◆ **TASKS**
(a) List the statistics that the validationStats function in the naive Bayes assignment notebook below prints.
(b) Carry the naive Bayes assignment notebook below forward from the point where it stops.

◆ **SUPPLIED TEXT**

-*-

# Programming Assignment 04
Student: John Wu  

For this project, I applied naive Bayes algorithm to the **Systematic Review** data set. The machine learning library, `scikit-learn` is used extensively for this assignment. 

In [1]:
import sys, nltk, os, sklearn.preprocessing, sklearn.metrics
import tokenHelper as tkn # import custom function for tokenization of text
import numpy as np
from sklearn import naive_bayes as NB, svm as SVM, linear_model as LM
from sklearn.feature_extraction.text import TfidfVectorizer, CountVectorizer
from sklearn.pipeline import Pipeline as skPipeline

In [2]:
d = os.path.join('e:', 'VirtualMachines', 'shared', 'tmp')
#d = os.path.join('c:', 'data', 'JHU', 'InfoRetriev', 'Program04')
trainFile = os.path.join(d, 'phase1.train.shuf.tsv')
devFile = os.path.join(d, 'phase1.dev.shuf.tsv')
testFile = os.path.join(d, 'phase1.test.shuf.tsv')

## Loading of Files ###

In [3]:
header = ['assessment','docID','title','authors','journal','ISSN','year',
		'language', 'abstract', 'keywords'] # the variable names for file

def readFile(fName):
	return np.genfromtxt(fName, delimiter='\t', dtype=None, names=header,
		comments=None, encoding='utf-8') # load file

In [4]:
# reading in files
train = readFile(trainFile) # training set
dev = readFile(devFile) # development set
test = readFile(testFile) # test set

### Helper Functions ###

In [5]:
# Calculates various stats related to validation
def validationStats(y_Prd, y_Act, msg='', algo='naive Bayes'):
    # confusion matrix, T=true, F=false, N=negative, P=positive
    TN, FP, FN, TP = sklearn.metrics.confusion_matrix(y_Act, y_Prd).ravel()
    precision,recall = TP/(TP+FP) , TP/(TP+FN) # precision and recall
    corr,tot = TN+TP , TN+TP+FN+FP # used for accuracy calculation
    print("Using %s, %s"%(algo,msg))
    print("\tRecall: %u/%u = %.1f%%" % (TP, TP+FN, recall*100) )
    print("\tPrecision: %u/%u = %.1f%%" % (TP, TP+FP, precision*100) )
    print("\tF1 score: %.3f" % (2*precision*recall / (precision+recall)) )
    print("\tAccuracy: %u/%u = %.1f%%" % (corr,tot,corr/tot*100) )
    return (TN, FP, FN, TP)

# get columns from raw data and concatenate data
def concatColsForFeat(rawTxt, cols, delDashStar=True):
    if delDashStar:
        tranTab = str.maketrans('/*','  ')
    else:
        tranTab = str.maketrans('','')

-*-

◆ **EXTRACTED MATERIAL**
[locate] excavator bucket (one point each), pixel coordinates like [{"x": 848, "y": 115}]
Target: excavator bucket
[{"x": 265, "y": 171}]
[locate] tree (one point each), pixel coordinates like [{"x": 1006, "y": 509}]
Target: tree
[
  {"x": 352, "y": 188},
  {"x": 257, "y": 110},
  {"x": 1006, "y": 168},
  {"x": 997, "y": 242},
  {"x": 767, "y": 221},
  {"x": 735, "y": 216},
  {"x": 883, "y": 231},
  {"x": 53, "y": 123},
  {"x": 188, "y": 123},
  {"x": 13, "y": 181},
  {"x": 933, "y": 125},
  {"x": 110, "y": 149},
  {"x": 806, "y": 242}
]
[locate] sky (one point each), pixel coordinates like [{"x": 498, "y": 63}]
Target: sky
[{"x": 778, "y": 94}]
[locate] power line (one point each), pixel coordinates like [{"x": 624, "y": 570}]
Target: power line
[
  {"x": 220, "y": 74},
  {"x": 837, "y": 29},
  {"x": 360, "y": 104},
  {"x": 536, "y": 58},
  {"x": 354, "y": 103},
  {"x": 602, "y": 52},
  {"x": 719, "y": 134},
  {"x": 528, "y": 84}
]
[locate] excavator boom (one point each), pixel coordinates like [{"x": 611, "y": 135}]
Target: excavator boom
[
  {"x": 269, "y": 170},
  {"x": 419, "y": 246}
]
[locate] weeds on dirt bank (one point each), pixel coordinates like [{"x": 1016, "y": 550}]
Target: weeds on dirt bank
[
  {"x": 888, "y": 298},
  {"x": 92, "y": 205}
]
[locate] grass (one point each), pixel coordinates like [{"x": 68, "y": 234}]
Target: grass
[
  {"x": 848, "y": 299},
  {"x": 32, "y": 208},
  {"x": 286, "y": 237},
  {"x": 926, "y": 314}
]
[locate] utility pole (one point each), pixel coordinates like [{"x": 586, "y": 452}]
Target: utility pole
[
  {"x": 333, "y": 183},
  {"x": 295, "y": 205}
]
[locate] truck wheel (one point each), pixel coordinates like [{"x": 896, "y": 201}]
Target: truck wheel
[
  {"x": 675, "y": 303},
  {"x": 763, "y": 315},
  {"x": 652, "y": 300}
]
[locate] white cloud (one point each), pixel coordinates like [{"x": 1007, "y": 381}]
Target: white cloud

-*-

◆ **RESPONSES PER TASK**
(a) Recall, Precision, F1 score, Accuracy

(b)
    f = np.vectorize(lambda x: ' '.join(x).translate(tranTab))
    return f(rawTxt[cols])

## Naive Bayes - Using Title Only
The following section builds a pipeline for a naive Bayes classifier. The pipeline includes two parts:
1. **TF-IDF vectorizer**, which extracts features from input text and builds a document-term matrix based on TF-IDF values. 
  * The text is tokenized via NLTK `word_tokenize` function.
    * It is based on [Treebank tokenization](ftp://ftp.cis.upenn.edu/pub/treebank/public_html/tokenization.html) developed at UPenn.
    * It splits on all whitespaces as well as contractions i.e. "can't" -> "ca", "n't"
    * It tokenizes any consecutive number of punctuations, such as “,”, “?”, “—“, or “…”
    * Punctuations inmixed with letters, such as “03/20/2018” would be tokenized as one word, as well as
things like URL or hyphenated words like “open-faced”
  * Tokens are removed if they are on a list of NLTK English stopwords or any consecutive punctuation.
  * Only the top 10K terms by document frequency is retained, as well as any terms with less than DF<2 are also removed.
  * TF-IDF weights are used for document-term matrix.
1. **Complement Naive Bayes** model is used for the "baselie" classification
  * The algorithm is described in [Rennie et al (2003)](http://people.csail.mit.edu/jrennie/papers/icml03-nb.pdf), and corrects for severe assumptions of multinomial or Bernoulli naive Bayes.
  * It is useful for when the training set has unbalanced classes (in this case 3.2% of the training sample is positive)
  * Laplace smoothing is used with $\alpha=0.05$, due to the large number of features and high possibility of a term not appearing in the training set.

However, to work correctly in `sklearn`, we must first binarize the asessment labels by marking +1 as positive, and the rest as negative. This binarizer are then used to mark the development sample also.

In [6]:
## Create binarizer for labeling assessments in the data
labelr = sklearn.preprocessing.LabelBinarizer(pos_label=1)
y_train = labelr.fit_transform(train['assessment']).ravel() # training set
y_actual = labelr.transform(dev['assessment']).ravel() # validation set

The following code builds a pipeline as described at the beginning of the section, combining TF-IDF vectorizer and a complement naive Bayes classifier.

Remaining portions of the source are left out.